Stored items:
*-*-*

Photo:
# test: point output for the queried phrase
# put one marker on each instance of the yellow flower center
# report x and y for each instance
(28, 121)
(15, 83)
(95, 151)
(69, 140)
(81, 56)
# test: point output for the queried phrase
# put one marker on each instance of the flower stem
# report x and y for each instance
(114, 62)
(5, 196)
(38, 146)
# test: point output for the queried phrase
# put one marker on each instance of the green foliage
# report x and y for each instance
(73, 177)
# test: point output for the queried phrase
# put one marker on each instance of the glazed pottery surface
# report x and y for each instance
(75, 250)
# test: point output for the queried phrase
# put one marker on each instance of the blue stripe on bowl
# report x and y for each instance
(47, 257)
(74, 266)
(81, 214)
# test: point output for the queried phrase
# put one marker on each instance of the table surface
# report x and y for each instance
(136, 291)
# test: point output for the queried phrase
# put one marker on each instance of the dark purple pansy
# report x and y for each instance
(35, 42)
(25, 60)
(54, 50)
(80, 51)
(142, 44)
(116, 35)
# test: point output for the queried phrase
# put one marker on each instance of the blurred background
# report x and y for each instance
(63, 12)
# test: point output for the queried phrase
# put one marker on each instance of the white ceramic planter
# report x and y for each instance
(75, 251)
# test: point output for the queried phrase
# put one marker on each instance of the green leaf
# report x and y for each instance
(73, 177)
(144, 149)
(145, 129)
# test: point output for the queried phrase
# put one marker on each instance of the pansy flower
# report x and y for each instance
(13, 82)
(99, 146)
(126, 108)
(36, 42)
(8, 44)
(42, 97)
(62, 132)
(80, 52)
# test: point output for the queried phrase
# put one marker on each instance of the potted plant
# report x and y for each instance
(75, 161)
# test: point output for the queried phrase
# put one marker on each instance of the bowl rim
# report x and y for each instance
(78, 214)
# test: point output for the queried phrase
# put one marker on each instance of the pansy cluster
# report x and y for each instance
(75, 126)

*-*-*

Reproduce all of the data above character for character, keeping every line in its original order.

Photo:
# test: point output for the queried phrase
# put one marker on each instance of the yellow flower center
# report x and y for each instance
(28, 121)
(15, 83)
(95, 151)
(69, 140)
(81, 56)
# test: point output for the queried phrase
# put one marker on each instance of the flower stem
# report x and y for each instance
(114, 62)
(5, 196)
(38, 146)
# test: point output for the queried phrase
# put one marker on each instance of the green foliage
# report x and y for each instance
(73, 177)
# test: point output for the queried phrase
# put one marker on each instance of the glazed pottery surface
# report x and y for each instance
(75, 250)
# test: point output for the queried phrase
# put one marker on each instance of the blue stripe on bowl
# report x and y for each instance
(47, 257)
(74, 266)
(81, 214)
# test: point output for the queried phrase
# put one marker on each instance of the table surface
# report x and y for each instance
(136, 291)
# test: point output for the queried phrase
# put one marker on each instance of the dark purple pansy
# report x and y for each instance
(35, 42)
(25, 60)
(54, 50)
(80, 51)
(142, 44)
(116, 35)
# test: point output for the queried phrase
# put one marker on each instance of the blurred background
# report x and y for each instance
(63, 12)
# test: point output for the queried phrase
# put one marker on each instance of the white ceramic planter
# report x and y for each instance
(75, 251)
# test: point output for the queried phrase
# put one marker on each instance of the green leaf
# report x and y for each instance
(73, 177)
(144, 149)
(145, 129)
# test: point output for the queried phrase
# put one marker on each instance of the pansy flower
# report x and y for each instance
(13, 82)
(99, 146)
(126, 108)
(36, 42)
(8, 44)
(42, 97)
(62, 132)
(80, 52)
# test: point output for the queried phrase
# put one marker on each instance of the potted plant
# report x and y for each instance
(75, 161)
# test: point output for the queried phrase
# put one marker on each instance of the bowl rim
# report x and y for each instance
(78, 214)
# test: point output for the queried phrase
# put one marker on each instance of the pansy cluster
# report x and y for each instance
(75, 126)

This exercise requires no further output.